YOUR TASK:
Please answer these questions from the net neutrality article, one per line:
1. In what month did MEPs vote for Europe-wide net neutrality legislation?
2. On what date is the next round of negotiations due to take place?
3. What kind of content could the Council's text authorize blocking of?

──────── READING PASSAGE ────────

Europe is attempting to renege on an agreement to implement net neutrality legislation across European Union member states. Back in May, Members of the European Parliament (MEPs) voted in favour of Europe-wide net neutrality legislation, a positive step in protecting internet rights for users and content providers alike. However, after being passed through the belly of the European Council, the proposed net neutrality regulations have become so mangled that they no longer represent a free and open internet.
UK internet activism organisation Open Rights Group (ORG) is campaigning for the next round of negotiations, due to take place on 29th June, to change the legislation to better reflect true net neutrality.
As the proposal stands at present, it is open to exploitation by ISPs and other online service providers. ORG describes the flaws within the fledgling legislation:
The Council’s text could allow Internet Service Providers to charge customers and companies extra for receiving and delivering different types of online services. Only those who pay more will have easy access to an audience online. It would also authorise blocking of lawful content. This is completely counter to net neutrality and contradicts the Parliament’s position.

──────── EXCERPTED RECORDS ────────

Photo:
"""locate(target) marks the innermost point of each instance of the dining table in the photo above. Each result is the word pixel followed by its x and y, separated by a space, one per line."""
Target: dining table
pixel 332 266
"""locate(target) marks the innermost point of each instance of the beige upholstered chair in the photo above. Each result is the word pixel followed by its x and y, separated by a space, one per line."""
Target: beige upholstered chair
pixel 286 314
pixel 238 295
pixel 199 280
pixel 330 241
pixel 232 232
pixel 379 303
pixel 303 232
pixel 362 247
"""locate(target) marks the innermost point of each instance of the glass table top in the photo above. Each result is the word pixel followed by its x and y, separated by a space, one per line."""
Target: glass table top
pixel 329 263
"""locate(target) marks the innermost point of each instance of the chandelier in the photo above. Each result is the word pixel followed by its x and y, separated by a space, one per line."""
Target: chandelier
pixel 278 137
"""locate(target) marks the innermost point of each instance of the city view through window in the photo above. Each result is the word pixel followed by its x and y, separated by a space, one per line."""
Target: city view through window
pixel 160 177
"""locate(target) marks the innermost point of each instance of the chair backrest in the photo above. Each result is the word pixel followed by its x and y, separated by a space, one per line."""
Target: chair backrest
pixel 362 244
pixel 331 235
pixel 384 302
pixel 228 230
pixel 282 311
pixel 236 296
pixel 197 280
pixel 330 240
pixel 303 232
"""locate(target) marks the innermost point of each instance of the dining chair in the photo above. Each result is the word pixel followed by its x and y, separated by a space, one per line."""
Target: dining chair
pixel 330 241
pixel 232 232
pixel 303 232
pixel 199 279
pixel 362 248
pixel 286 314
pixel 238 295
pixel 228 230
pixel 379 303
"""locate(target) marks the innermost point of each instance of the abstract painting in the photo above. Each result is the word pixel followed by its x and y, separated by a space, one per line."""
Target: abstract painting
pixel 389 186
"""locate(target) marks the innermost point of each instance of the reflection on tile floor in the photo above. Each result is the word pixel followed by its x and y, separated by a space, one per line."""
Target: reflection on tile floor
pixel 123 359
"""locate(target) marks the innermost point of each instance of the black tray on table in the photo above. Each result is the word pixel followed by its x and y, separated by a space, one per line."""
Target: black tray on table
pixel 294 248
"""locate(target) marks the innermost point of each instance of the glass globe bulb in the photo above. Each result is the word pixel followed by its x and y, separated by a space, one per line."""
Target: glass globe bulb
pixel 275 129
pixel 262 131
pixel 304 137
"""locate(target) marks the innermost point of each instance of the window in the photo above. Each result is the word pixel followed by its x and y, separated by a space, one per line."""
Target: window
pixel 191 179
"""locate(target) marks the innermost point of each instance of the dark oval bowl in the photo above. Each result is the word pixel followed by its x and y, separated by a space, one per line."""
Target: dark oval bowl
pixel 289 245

────────

SOLUTION FOR THIS EXERCISE:
1. May
2. 29th June
3. Lawful content